## Start

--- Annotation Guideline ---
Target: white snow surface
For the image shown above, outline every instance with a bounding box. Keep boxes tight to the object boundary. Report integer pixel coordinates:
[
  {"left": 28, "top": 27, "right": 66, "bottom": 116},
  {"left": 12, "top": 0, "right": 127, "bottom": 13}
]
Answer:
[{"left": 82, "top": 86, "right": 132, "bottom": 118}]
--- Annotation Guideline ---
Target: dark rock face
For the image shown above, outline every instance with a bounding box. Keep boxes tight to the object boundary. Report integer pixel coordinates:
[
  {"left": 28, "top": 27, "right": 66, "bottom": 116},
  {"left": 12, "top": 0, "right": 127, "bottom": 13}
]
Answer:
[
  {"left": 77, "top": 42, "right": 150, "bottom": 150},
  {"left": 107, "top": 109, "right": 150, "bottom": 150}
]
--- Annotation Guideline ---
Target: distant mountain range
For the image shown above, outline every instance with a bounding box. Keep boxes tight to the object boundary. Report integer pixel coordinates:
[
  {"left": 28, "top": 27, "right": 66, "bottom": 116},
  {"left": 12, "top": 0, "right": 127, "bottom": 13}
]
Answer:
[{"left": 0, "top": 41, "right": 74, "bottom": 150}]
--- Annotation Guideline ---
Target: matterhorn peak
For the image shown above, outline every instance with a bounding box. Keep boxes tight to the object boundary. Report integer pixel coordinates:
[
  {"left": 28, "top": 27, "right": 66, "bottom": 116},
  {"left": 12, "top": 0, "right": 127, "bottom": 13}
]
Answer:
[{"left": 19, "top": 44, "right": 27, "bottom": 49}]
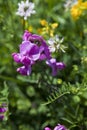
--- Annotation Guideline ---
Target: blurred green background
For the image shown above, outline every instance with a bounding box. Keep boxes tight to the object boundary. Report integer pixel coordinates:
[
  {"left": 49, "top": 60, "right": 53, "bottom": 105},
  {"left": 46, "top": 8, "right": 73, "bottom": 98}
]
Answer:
[{"left": 0, "top": 0, "right": 87, "bottom": 130}]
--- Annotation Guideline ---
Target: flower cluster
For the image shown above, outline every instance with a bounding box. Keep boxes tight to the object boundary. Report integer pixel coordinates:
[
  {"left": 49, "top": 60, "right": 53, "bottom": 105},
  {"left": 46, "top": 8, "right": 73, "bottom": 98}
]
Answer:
[
  {"left": 38, "top": 19, "right": 58, "bottom": 37},
  {"left": 71, "top": 0, "right": 87, "bottom": 20},
  {"left": 44, "top": 124, "right": 67, "bottom": 130},
  {"left": 16, "top": 0, "right": 36, "bottom": 20},
  {"left": 48, "top": 35, "right": 67, "bottom": 52},
  {"left": 64, "top": 0, "right": 78, "bottom": 11},
  {"left": 12, "top": 30, "right": 65, "bottom": 76},
  {"left": 0, "top": 103, "right": 7, "bottom": 120}
]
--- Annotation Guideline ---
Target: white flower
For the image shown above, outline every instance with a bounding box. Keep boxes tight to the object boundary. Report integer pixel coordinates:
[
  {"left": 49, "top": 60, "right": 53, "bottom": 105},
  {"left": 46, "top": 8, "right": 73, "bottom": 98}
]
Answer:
[
  {"left": 16, "top": 0, "right": 36, "bottom": 20},
  {"left": 48, "top": 35, "right": 67, "bottom": 53}
]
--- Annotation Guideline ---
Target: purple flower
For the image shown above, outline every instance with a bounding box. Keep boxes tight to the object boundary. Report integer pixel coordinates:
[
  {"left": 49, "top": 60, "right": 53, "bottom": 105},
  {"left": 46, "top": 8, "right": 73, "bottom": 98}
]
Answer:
[
  {"left": 0, "top": 107, "right": 7, "bottom": 113},
  {"left": 54, "top": 124, "right": 67, "bottom": 130},
  {"left": 44, "top": 127, "right": 51, "bottom": 130},
  {"left": 17, "top": 65, "right": 31, "bottom": 75},
  {"left": 0, "top": 115, "right": 4, "bottom": 120},
  {"left": 12, "top": 30, "right": 65, "bottom": 75},
  {"left": 46, "top": 58, "right": 65, "bottom": 76}
]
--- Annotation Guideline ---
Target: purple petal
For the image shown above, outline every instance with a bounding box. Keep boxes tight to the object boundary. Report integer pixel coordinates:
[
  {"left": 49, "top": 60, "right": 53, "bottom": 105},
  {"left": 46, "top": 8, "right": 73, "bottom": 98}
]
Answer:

## End

- Task prompt -
Filter the listing above and copy every line that contains the word "flower".

- Written answer -
Target: flower cluster
Target: white flower
Target: purple flower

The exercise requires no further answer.